What you have to do →
Only the lines from the one with "Can you see the hanging" through the last belong in the output; print them exactly as given below.

Data in this exercise →
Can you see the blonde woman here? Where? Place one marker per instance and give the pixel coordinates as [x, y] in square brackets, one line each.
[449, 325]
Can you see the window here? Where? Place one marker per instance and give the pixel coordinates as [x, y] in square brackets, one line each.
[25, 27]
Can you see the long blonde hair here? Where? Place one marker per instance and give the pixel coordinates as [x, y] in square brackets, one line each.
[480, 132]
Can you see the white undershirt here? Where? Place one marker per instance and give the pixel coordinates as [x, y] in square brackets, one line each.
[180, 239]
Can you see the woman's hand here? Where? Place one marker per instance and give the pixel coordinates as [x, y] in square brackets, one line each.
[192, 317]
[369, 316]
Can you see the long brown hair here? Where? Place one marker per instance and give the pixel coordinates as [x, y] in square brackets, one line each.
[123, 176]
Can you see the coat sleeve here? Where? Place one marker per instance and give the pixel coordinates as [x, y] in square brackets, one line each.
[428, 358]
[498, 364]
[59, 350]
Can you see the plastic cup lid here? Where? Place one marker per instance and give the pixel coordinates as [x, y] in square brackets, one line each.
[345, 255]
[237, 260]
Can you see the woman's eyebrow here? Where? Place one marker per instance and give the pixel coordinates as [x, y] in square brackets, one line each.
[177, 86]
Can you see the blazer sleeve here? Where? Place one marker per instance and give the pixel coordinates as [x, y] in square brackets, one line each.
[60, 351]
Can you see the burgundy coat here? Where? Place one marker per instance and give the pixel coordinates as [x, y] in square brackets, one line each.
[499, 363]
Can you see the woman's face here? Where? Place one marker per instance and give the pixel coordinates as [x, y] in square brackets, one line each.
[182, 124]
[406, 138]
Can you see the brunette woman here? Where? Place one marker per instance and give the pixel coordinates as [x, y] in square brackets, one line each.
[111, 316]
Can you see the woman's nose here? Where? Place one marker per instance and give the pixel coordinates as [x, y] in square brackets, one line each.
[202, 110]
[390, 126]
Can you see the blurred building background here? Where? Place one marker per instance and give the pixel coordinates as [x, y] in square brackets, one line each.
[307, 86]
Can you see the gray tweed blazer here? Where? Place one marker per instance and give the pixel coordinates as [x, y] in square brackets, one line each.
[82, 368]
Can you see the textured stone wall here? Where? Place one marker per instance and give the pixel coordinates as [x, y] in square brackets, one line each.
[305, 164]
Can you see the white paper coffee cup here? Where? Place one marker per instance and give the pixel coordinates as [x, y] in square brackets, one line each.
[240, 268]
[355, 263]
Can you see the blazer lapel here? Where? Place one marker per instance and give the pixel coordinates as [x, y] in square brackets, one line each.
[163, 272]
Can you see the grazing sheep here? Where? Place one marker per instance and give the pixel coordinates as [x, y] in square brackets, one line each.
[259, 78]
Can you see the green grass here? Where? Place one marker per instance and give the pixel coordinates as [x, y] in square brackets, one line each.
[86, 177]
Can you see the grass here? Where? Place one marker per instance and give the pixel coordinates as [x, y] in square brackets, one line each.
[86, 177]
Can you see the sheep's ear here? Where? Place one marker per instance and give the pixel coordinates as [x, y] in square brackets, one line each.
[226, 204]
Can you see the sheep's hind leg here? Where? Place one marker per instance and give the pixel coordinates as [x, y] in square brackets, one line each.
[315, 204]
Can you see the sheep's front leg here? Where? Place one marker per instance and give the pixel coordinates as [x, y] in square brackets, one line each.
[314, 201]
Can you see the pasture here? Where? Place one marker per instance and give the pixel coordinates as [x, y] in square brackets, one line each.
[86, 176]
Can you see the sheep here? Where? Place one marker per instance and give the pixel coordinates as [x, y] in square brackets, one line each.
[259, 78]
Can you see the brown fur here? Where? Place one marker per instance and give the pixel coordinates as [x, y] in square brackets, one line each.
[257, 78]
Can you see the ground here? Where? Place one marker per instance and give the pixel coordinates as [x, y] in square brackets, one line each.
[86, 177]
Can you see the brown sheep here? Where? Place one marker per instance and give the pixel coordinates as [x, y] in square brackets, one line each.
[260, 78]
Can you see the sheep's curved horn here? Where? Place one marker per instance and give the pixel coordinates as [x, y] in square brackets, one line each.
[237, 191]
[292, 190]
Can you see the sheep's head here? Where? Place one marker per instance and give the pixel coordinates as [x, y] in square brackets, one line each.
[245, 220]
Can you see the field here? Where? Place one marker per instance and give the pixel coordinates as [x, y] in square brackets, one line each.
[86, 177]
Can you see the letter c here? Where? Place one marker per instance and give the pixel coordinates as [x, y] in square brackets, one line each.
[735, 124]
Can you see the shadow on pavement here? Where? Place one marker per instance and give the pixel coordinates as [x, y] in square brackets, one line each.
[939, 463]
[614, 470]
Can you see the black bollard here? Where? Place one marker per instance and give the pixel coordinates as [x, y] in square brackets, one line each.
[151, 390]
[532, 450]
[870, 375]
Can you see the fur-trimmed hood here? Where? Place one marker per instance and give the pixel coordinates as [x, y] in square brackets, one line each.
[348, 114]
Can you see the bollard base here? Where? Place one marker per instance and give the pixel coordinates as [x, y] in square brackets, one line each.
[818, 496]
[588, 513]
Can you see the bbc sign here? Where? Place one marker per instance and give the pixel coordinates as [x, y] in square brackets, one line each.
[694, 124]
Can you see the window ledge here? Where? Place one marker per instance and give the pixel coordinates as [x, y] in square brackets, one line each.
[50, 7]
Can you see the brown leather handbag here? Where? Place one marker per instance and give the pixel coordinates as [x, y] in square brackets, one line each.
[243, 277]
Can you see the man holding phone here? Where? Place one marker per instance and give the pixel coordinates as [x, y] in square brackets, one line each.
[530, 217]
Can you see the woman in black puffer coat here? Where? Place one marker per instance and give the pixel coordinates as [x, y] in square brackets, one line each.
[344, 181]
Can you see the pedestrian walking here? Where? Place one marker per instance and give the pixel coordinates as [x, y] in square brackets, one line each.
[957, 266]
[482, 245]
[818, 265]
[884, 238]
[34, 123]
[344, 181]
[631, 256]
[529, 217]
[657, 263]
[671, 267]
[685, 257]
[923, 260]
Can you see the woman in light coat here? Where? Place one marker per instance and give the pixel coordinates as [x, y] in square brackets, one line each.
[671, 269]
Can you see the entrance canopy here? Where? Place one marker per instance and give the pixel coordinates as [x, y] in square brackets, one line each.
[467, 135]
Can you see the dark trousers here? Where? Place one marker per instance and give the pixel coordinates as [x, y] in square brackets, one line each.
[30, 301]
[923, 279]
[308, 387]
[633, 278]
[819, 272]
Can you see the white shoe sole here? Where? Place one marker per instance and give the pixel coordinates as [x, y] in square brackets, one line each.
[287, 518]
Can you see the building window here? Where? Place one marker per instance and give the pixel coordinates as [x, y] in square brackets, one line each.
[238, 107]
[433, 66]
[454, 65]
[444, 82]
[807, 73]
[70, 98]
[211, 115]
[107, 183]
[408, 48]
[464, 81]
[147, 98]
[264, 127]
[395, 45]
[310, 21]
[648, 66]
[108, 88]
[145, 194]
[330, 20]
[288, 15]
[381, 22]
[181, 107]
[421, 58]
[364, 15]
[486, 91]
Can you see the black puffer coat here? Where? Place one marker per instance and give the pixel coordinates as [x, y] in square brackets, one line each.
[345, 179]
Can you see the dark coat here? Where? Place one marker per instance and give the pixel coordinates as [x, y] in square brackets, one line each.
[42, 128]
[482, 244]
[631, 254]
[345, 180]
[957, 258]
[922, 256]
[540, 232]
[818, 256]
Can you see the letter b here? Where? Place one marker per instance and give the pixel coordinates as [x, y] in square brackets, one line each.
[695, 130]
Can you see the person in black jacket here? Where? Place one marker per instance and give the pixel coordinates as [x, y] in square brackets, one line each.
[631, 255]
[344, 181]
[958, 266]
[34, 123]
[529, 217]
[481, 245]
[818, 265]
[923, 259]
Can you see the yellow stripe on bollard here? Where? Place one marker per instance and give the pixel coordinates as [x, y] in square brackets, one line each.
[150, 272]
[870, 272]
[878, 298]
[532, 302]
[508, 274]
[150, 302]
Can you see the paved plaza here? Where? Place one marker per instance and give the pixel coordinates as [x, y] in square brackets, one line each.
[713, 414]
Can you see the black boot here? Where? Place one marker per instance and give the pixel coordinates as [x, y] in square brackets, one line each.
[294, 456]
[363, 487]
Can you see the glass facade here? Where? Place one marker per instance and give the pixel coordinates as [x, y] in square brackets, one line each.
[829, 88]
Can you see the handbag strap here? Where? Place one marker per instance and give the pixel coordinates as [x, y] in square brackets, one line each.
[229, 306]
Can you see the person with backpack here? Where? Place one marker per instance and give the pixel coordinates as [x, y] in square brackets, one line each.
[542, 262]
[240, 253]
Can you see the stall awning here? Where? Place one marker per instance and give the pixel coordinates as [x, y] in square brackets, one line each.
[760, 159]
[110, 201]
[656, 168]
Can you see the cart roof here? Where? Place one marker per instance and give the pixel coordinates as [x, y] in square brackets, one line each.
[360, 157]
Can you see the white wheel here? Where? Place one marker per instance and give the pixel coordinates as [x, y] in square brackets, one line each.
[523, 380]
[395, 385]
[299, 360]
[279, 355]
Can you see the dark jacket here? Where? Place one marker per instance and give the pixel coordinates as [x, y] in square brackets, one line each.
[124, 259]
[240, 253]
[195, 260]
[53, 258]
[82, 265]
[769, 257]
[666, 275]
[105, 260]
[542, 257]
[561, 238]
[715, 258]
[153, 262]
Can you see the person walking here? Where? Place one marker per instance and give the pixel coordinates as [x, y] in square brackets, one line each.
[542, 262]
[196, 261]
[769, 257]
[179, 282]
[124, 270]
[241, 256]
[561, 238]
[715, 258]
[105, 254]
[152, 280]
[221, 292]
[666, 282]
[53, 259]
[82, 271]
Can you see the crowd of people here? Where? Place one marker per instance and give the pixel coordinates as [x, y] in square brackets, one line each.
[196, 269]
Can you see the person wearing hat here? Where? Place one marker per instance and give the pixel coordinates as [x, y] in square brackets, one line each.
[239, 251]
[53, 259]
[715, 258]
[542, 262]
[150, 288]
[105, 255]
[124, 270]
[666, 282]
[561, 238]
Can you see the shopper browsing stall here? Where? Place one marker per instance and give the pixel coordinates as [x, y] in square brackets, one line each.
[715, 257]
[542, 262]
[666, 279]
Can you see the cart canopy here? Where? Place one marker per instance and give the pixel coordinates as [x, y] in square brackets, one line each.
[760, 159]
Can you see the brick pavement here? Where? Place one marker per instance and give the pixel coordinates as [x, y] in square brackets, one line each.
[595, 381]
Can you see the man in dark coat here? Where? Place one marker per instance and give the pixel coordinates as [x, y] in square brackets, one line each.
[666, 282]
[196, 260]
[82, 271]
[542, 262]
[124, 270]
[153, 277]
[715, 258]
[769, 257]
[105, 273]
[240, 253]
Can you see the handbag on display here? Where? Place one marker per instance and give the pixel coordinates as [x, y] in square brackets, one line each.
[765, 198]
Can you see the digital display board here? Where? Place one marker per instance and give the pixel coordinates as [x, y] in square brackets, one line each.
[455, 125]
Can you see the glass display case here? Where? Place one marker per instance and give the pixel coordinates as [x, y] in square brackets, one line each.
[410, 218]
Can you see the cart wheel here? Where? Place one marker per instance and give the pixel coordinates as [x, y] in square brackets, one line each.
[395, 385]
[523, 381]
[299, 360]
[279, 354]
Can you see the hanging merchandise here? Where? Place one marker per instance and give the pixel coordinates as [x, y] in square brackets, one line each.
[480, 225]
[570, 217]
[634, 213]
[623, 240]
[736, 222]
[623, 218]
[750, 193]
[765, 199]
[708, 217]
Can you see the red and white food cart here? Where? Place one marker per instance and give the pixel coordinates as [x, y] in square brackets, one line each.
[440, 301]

Your response →
Can you see the hanging merchandise here? Where? Place one marker per instance and give the pixel coordinates as [x, y] in square brackets, one line each.
[480, 225]
[570, 217]
[634, 213]
[623, 240]
[736, 222]
[623, 218]
[750, 193]
[765, 199]
[708, 217]
Can you see the red and white food cart here? Where? Place one marker per instance and give the pixel coordinates as [x, y] in square brackets, one line each.
[440, 301]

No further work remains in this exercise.